**EXERCISE DIRECTIONS**
Rewrite the data beginning at the line that has "lure tail. Report pixel corners as JSON arrays." and stopping after the line that has "[[3, 256, 82, 418]]", changing "lure tail" to "spinner blade" and keeping everything else the same.

[Detection annotation data]
..........
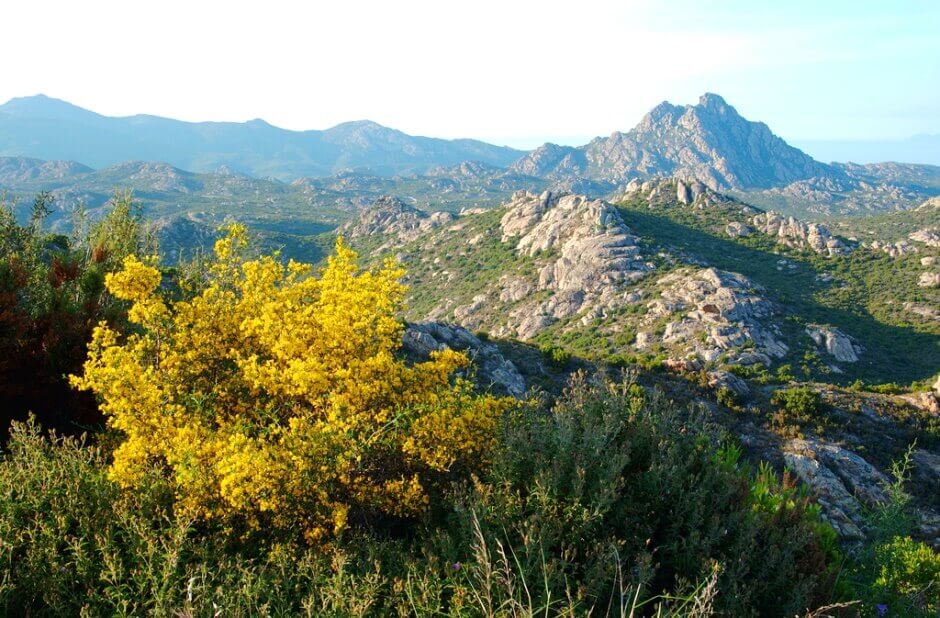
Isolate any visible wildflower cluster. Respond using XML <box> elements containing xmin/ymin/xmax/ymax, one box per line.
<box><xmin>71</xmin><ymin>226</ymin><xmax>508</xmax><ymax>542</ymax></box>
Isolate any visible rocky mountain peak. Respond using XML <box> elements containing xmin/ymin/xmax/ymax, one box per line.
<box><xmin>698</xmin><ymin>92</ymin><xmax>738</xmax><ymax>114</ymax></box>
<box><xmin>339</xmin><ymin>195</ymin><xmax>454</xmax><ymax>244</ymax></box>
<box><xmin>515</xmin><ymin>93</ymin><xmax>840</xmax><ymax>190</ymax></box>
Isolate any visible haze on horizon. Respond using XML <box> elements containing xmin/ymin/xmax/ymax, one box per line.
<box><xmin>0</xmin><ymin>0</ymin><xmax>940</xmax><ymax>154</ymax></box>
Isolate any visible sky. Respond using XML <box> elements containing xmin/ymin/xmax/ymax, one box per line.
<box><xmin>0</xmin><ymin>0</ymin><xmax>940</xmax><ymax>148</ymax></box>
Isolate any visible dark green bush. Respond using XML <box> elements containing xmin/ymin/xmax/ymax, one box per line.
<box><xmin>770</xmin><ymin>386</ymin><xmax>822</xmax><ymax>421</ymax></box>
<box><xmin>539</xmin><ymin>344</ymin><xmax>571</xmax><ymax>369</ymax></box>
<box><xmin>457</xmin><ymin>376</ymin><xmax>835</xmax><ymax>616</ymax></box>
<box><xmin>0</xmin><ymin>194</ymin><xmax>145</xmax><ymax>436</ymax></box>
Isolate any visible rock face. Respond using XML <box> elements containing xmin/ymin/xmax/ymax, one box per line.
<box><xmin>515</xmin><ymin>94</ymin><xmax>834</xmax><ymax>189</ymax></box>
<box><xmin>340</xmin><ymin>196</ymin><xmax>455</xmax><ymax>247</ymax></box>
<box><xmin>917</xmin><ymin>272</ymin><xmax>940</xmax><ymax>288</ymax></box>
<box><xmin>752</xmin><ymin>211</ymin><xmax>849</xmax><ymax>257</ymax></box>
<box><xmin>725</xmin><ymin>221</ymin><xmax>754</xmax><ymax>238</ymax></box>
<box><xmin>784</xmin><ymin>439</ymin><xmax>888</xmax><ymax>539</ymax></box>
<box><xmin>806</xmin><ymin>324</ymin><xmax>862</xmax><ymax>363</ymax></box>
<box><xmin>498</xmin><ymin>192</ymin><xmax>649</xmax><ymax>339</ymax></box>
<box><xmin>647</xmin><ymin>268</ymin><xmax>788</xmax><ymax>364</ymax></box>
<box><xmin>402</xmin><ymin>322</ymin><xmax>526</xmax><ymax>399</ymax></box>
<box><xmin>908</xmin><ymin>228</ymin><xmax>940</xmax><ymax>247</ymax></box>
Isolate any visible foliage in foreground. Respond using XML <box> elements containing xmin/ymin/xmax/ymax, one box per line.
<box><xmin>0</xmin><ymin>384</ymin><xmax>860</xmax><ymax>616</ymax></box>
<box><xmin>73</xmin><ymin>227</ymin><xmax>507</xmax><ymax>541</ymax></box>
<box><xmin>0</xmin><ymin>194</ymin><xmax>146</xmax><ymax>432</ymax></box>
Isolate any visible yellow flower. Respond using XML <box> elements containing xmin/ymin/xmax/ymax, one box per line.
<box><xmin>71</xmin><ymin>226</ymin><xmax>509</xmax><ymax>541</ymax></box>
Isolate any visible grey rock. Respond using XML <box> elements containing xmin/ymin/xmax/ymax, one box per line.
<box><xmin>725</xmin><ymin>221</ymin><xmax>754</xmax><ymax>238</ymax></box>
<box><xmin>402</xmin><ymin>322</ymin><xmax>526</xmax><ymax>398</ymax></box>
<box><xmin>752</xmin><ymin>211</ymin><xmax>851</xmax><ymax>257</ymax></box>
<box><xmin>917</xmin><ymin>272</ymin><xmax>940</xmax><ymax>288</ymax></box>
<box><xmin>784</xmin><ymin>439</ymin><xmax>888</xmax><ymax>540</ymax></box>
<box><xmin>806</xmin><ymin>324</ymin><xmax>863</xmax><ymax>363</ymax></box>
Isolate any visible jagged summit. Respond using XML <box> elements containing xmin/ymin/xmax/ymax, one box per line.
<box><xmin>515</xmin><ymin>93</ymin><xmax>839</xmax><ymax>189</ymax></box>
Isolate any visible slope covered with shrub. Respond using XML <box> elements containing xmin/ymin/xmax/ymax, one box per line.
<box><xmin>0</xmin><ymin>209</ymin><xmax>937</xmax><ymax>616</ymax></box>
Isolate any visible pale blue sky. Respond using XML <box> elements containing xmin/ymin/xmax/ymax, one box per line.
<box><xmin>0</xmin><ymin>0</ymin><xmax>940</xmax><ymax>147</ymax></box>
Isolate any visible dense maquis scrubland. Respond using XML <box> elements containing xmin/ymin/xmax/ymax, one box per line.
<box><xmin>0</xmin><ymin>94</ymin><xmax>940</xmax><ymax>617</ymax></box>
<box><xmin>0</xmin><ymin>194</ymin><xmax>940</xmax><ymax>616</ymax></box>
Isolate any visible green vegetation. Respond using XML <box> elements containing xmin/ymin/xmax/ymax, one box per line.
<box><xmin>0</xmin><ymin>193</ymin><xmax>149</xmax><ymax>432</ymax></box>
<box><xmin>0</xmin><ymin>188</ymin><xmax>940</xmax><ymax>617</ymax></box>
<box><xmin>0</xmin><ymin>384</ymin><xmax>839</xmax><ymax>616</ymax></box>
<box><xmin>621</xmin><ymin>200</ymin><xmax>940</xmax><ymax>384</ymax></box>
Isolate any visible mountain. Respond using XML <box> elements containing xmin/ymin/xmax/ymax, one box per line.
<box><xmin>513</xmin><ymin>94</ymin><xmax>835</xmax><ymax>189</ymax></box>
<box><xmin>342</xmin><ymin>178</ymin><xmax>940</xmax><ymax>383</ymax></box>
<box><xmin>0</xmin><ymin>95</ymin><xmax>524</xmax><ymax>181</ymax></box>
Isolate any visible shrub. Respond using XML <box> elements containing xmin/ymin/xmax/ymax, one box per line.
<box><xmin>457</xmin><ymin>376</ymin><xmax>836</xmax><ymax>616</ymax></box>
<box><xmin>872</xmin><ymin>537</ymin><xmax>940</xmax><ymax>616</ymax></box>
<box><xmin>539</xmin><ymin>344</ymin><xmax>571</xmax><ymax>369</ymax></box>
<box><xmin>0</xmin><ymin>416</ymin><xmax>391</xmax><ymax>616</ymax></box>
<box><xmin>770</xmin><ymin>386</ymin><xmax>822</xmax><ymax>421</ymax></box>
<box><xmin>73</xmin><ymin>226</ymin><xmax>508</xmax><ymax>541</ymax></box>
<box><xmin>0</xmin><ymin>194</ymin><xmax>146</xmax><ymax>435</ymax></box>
..........
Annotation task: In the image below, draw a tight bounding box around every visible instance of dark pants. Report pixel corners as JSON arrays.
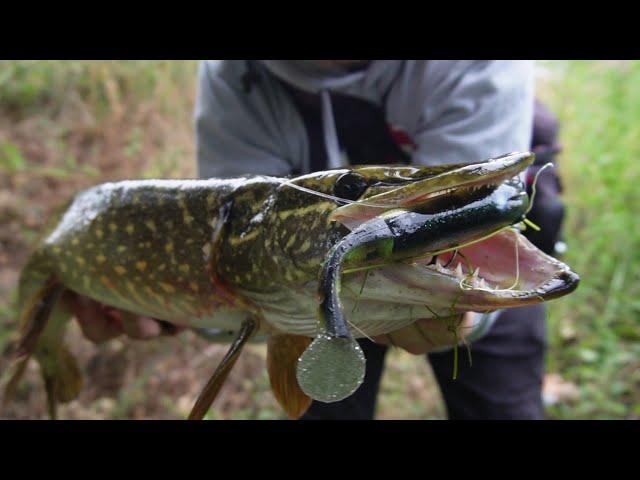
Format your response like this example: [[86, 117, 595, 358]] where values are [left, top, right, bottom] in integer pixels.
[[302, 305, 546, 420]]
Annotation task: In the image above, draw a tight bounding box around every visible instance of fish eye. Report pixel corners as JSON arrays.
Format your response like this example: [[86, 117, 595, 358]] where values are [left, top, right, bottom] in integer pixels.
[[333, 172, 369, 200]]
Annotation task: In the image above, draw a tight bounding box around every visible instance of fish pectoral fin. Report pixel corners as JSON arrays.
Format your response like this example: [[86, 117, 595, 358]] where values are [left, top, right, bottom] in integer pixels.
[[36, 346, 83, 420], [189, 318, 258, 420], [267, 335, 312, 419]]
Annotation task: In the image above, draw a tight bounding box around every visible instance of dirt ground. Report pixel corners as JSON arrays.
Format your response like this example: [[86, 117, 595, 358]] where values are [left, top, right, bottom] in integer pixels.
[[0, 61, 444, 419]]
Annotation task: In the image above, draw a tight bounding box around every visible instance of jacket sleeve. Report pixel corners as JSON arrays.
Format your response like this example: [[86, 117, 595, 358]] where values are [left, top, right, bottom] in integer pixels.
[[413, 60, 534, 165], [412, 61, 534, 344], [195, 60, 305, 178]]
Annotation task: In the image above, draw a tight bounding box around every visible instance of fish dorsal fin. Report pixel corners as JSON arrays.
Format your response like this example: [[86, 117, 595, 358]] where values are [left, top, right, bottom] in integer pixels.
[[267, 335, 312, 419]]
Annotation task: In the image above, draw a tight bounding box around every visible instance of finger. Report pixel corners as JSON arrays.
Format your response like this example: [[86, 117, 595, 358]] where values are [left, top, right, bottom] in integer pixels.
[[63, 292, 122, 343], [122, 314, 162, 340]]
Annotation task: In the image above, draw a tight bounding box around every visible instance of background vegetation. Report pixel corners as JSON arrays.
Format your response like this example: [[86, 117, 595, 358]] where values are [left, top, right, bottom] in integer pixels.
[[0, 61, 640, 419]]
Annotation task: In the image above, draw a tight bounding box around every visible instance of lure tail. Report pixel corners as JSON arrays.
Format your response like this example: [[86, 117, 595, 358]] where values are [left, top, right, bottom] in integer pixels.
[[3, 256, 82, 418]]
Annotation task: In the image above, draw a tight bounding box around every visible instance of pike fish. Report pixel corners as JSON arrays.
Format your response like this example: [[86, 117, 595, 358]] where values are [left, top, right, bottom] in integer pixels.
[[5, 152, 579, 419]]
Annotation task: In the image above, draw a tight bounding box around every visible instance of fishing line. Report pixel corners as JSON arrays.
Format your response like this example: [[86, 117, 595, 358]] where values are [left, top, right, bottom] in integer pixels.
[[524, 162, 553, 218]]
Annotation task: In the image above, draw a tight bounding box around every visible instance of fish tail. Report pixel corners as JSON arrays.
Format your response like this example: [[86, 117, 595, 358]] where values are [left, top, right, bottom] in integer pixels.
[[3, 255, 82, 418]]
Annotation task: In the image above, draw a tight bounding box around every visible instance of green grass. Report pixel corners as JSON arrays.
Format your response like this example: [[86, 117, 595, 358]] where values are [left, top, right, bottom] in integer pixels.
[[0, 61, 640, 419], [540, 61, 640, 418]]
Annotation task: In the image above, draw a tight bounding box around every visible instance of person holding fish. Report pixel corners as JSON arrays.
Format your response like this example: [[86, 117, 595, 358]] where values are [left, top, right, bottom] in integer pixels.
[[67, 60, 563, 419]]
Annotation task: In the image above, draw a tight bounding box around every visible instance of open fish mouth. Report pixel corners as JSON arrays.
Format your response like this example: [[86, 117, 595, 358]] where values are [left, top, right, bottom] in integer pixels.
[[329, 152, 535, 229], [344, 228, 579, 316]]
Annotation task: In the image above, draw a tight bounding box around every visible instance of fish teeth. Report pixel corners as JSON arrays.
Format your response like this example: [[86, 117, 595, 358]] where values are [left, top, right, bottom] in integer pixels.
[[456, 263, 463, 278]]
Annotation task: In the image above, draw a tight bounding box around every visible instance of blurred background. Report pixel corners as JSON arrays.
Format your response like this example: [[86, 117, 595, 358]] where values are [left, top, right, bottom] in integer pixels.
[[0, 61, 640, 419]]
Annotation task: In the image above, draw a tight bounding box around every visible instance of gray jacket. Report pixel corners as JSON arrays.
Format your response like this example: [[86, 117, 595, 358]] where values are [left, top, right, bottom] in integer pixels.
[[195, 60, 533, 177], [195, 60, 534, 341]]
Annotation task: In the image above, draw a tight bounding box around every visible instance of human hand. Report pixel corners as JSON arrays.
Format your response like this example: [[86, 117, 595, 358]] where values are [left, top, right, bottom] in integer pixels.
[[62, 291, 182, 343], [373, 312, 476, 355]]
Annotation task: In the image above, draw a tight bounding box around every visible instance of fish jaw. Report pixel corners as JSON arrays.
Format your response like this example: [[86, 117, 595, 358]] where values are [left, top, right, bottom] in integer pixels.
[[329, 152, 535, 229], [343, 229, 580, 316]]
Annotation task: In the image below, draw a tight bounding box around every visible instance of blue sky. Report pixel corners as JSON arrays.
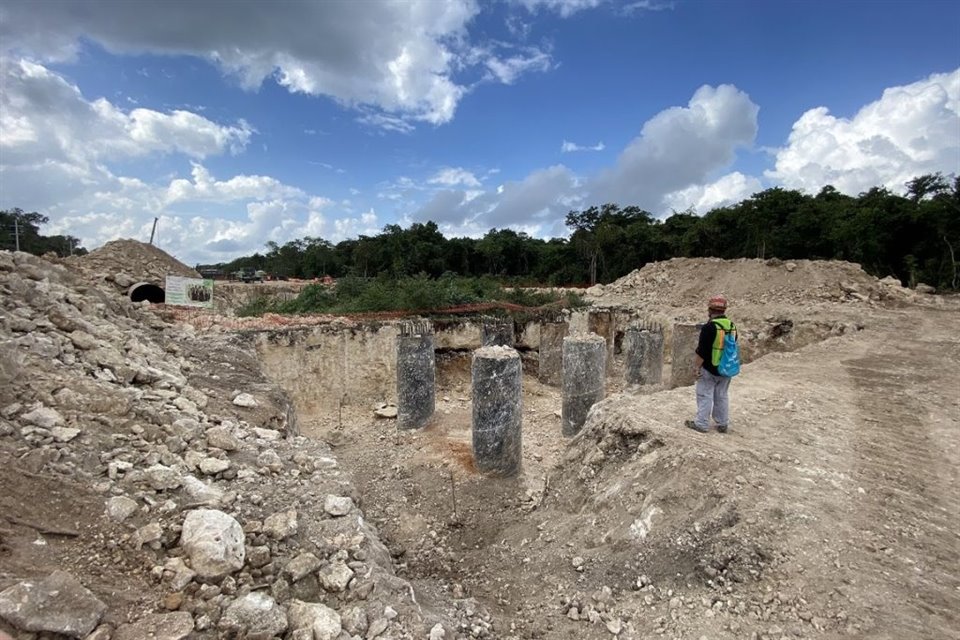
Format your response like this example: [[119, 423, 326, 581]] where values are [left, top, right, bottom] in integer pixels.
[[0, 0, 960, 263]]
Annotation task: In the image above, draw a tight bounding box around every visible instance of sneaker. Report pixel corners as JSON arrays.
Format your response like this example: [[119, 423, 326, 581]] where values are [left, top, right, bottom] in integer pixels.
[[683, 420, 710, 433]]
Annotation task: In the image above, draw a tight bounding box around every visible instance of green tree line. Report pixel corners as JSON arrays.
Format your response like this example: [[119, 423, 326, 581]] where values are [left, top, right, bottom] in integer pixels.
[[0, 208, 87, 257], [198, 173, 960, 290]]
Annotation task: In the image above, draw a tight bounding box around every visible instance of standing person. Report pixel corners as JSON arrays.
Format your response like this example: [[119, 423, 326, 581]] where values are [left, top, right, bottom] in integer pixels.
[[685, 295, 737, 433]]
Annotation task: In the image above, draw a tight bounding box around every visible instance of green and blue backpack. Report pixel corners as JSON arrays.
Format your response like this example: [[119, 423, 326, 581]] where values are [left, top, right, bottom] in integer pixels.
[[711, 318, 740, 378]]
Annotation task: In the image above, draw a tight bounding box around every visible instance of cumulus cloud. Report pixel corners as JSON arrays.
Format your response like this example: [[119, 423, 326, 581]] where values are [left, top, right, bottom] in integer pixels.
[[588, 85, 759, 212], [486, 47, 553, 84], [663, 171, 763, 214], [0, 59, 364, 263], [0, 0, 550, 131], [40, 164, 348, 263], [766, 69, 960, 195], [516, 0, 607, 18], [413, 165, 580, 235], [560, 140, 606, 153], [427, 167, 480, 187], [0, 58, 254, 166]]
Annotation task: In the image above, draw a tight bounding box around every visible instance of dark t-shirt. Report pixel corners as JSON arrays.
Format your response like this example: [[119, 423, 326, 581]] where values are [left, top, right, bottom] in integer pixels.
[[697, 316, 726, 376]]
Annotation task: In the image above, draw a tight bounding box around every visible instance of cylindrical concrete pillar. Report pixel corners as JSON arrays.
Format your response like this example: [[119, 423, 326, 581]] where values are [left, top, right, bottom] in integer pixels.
..........
**TASK RESULT**
Annotation task: In the image above, draw a tight bounding box around every visible instance of spinner blade. Report pixel corners as JSON arrays.
Format your response like this example: [[86, 117, 595, 358]] where values are [left, top, right, bottom] in integer pixels.
[[3, 256, 82, 418]]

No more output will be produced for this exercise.